*EXERCISE*. Please render the whole listing below as a numbered list with blank lines dropped, leaving out the pictures.
--- PROVIDED RECORDS ---
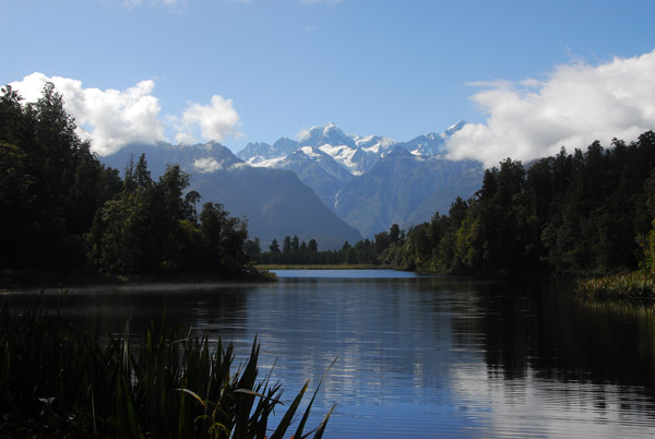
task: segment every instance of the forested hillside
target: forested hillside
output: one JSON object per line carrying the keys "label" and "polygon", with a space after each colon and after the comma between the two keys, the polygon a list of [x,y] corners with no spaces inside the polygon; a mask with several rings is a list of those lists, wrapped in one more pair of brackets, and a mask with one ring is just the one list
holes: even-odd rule
{"label": "forested hillside", "polygon": [[186,192],[169,165],[151,178],[145,156],[124,179],[75,134],[52,84],[34,104],[11,87],[0,96],[0,281],[106,275],[140,278],[245,275],[246,224],[221,204]]}
{"label": "forested hillside", "polygon": [[[599,142],[531,164],[508,158],[448,214],[394,224],[340,251],[283,247],[262,263],[377,264],[443,274],[655,272],[655,133]],[[289,237],[285,238],[287,241]],[[273,250],[273,249],[271,249]]]}
{"label": "forested hillside", "polygon": [[527,170],[508,158],[469,200],[410,229],[397,262],[443,273],[634,270],[652,258],[654,169],[652,131],[608,149],[562,147]]}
---
*WRITTEN ANSWER*.
1. task: segment every instance of the forested hillside
2. target: forested hillside
3. output: one JSON object per line carrying the keys "label" and "polygon", with a space after each colon and after the comma between the two keys, the polygon a list of [x,y] corners with no spaces inside the polygon; a mask with several rings is a list of those lists, wrapped in one more pair of brackets, and a mask with one ring is just the one list
4. holes: even-odd rule
5. {"label": "forested hillside", "polygon": [[186,192],[169,165],[151,178],[145,156],[124,179],[75,134],[52,84],[34,104],[11,87],[0,96],[0,281],[106,275],[140,278],[245,275],[246,224],[221,204]]}
6. {"label": "forested hillside", "polygon": [[[599,142],[531,164],[508,158],[448,214],[394,224],[340,251],[283,247],[262,263],[377,264],[443,274],[655,272],[655,133]],[[289,237],[285,238],[287,241]],[[273,250],[273,249],[271,249]]]}
7. {"label": "forested hillside", "polygon": [[527,170],[508,158],[469,200],[410,229],[397,262],[443,273],[634,270],[652,258],[654,169],[652,131],[608,149],[562,147]]}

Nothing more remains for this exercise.